▶ **Text section**
···

This offering is for THE NEW YORK EDITION of THE NOVELS AND TALES OF HENRY JAMES (1843-1916) Published in 26 volumes in New York by Charles Scribner's Sons. It is strictly limited to 156 numbered sets, this being No. 37, with each of the 156 sets containing an original manuscript item in James' hand tipped into the front of the first volume of each set. Volumes I - XXIV were published between 1907 and 1909, all 24 volumes (18 titles) containing significant new and inciteful Prefaces written for these titles by the author along with the author's Revisions of the texts. These are followed by Volumes XXV containing THE IVORY TOWER, and XXVI containing THE SENSE OF THE PAST which were published posthumously in 1917 and are often lacking from the sets. That said, please keep in mind that sometime in the last 100+ years Volumes X (10) containing THE SPOILS OF POYNTON. A LONDON LIFE. THE CHAPERON, and XV (15) containing THE LESSON OF THE MASTER. THE DEATH OF THE LION. THE NEXT TIME and OTHER TALES wandered away from their companions and unfortunately never returned to the fold. These last two titles were published simultaneously with the First Trade Editions. The Remaining 24 volumes herein are octavos measuring 6" x 9.5" uniformly bound in 1/4 white linen cloth with brown laid paper-covered boards and outside corners protected in like white linen, and with brown leather spine labels titled in gilt. Title pages are printed in red and black with a central monogram in brown and white and each with a facing frontispiece photograph by the renowned photogravure Alvin Langdon Coburn** printed in gravure and each having a protective letterpress tissue-guard. The books are printed on very supple Ruisdale hand-made laid paper with all 3 edges untrimmed and varying significantly in thickness, depending on the title. All but one of the volumes has an unused personal bookplate mounted on the front pastedown, Vol. VIII having the engraved bookplate of Reuben Jay Flick (See below) who was likely the original purchaser of the set and like the others,Vol. IV has a blank bookplate, but only tipped in along the upper margin allowing one to view the Flick bookplate beneath. Refs: BAL 10665; Edel & Laurence A64B

The Following are excerpts from the Britannica minibiography of James: 

Henry James (born April 15, 1843, New York, New York, U.S.—died February 28, 1916, London, England) American novelist and, as a naturalized English citizen from 1915, a great figure in the transatlantic culture. His fundamental theme was the innocence and exuberance of the New World in clash with the corruption and wisdom of the Old, as illustrated in such works as Daisy Miller (1879), The Portrait of a Lady (1881), The Bostonians (1886), and The Ambassadors (1903).

···

▶ **Records**
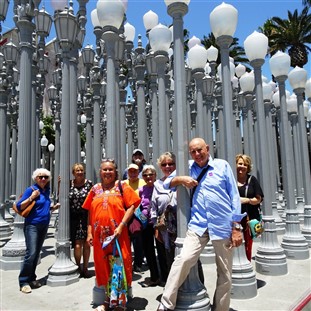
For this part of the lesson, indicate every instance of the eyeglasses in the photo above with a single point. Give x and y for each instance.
(148, 175)
(167, 164)
(108, 160)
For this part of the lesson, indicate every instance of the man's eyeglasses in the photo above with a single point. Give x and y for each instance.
(148, 175)
(167, 164)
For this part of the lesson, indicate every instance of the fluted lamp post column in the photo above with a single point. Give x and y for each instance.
(223, 21)
(298, 79)
(197, 57)
(43, 143)
(192, 287)
(64, 271)
(293, 242)
(14, 251)
(110, 15)
(160, 38)
(270, 258)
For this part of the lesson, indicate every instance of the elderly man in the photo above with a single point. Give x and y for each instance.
(215, 215)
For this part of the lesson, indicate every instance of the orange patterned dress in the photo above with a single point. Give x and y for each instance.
(106, 210)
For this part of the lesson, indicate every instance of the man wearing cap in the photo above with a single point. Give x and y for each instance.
(138, 159)
(135, 183)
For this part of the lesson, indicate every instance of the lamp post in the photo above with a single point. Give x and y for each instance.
(43, 143)
(110, 15)
(13, 252)
(160, 38)
(293, 242)
(298, 80)
(192, 286)
(268, 254)
(64, 271)
(223, 21)
(197, 57)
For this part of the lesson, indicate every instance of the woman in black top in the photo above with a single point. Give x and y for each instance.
(251, 196)
(79, 188)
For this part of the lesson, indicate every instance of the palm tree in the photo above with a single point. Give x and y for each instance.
(235, 51)
(292, 35)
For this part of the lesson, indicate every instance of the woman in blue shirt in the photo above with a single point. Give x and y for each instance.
(35, 226)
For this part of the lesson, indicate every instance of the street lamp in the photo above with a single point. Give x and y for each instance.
(110, 15)
(223, 21)
(160, 38)
(298, 80)
(293, 242)
(256, 46)
(64, 271)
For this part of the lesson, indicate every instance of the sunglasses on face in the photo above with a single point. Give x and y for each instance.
(148, 175)
(167, 164)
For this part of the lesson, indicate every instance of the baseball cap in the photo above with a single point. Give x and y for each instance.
(133, 166)
(137, 151)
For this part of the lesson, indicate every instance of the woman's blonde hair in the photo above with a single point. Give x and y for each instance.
(247, 160)
(164, 156)
(41, 172)
(75, 166)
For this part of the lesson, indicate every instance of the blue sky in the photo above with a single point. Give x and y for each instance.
(251, 15)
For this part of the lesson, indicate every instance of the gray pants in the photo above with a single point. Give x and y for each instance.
(188, 257)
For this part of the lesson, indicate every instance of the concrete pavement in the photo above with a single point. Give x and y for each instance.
(274, 292)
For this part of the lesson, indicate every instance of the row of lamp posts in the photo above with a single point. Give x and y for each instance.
(270, 257)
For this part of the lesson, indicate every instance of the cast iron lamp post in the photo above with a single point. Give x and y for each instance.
(13, 252)
(64, 271)
(293, 243)
(298, 80)
(160, 38)
(110, 16)
(192, 286)
(270, 258)
(223, 21)
(197, 57)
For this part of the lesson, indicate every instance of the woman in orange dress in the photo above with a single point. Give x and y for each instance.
(109, 212)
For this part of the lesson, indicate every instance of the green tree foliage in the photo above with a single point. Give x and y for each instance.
(292, 35)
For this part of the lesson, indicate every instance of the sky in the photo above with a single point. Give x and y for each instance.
(251, 15)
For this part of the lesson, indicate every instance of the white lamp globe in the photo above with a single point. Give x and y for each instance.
(193, 41)
(110, 13)
(240, 70)
(197, 57)
(160, 38)
(223, 20)
(129, 32)
(279, 64)
(308, 89)
(292, 104)
(212, 54)
(247, 82)
(59, 5)
(256, 46)
(267, 91)
(150, 19)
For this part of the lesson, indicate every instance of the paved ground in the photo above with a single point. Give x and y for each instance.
(274, 292)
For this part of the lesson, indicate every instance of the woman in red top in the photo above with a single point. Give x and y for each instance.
(109, 213)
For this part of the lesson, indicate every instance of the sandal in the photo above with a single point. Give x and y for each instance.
(26, 289)
(150, 283)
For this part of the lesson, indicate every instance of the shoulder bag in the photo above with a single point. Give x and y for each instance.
(25, 212)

···

▶ **The tasks**
A: According to the New York Edition listing, which two volumes are missing from this set?
B: Carry on the piece about Henry James and the New York Edition from its last sentence.

▶ **Task responses**
A: Volume X (The Spoils of Poynton, A London Life, The Chaperon) and Volume XV (The Lesson of the Master, The Death of the Lion, The Next Time and Other Tales).

B:
By his mid-20s James was regarded as one of the most skillful writers of short stories in America. Critics, however, deplored his tendency to write of the life of the mind, rather than of action. The stories of these early years show the leisurely existence of the well-to-do at Newport and Saratoga. James’s apprenticeship was thorough. He wrote stories, reviews, and articles for almost a decade before he attempted a full-length novel. There had to be also the traditional “grand tour,” and James went abroad for his first adult encounter with Europe in 1869. His year’s wandering in England, France, and Italy set the stage for a lifetime of travel in those countries. James never married. By nature he was friendly and even gregarious, but, while he was an active observer and participant in society, he tended, until late middle age, to be “distant” in his relations with people and was careful to avoid “involvement.”

Recognizing the appeal of Europe, given his cosmopolitan upbringing, James made a deliberate effort to discover whether he could live and work in the United States. Two years in Boston, two years in Europe, mainly in Rome, and a winter of unremitting hackwork in New York City convinced him that he could write better and live more cheaply abroad. Thus began his long expatriation—heralded by publication in 1875 of the novel Roderick Hudson, the story of an American sculptor’s struggle by the banks of the Tiber between his art and his passions; Transatlantic Sketches, his first collection of travel writings; and a collection of tales. With these three substantial books, he inaugurated a career that saw about 100 volumes through the press during the next 40 years.

James’s reputation was founded on his versatile studies of “the American girl.” In a series of witty tales, he pictured the “self-made” young woman, the bold and brash American innocent who insists upon American standards in European society. James ended this first phase of his career by producing his masterpiece, The Portrait of a Lady (1881), a study of a young woman from Albany who brings to Europe her narrow provincialism and pretensions but also her sense of her own sovereignty, her “free spirit,” her refusal to be treated, in the Victorian world, merely as a marriageable object. As a picture of Americans moving in the expatriate society of England and of Italy, this novel has no equal in the history of modern fiction.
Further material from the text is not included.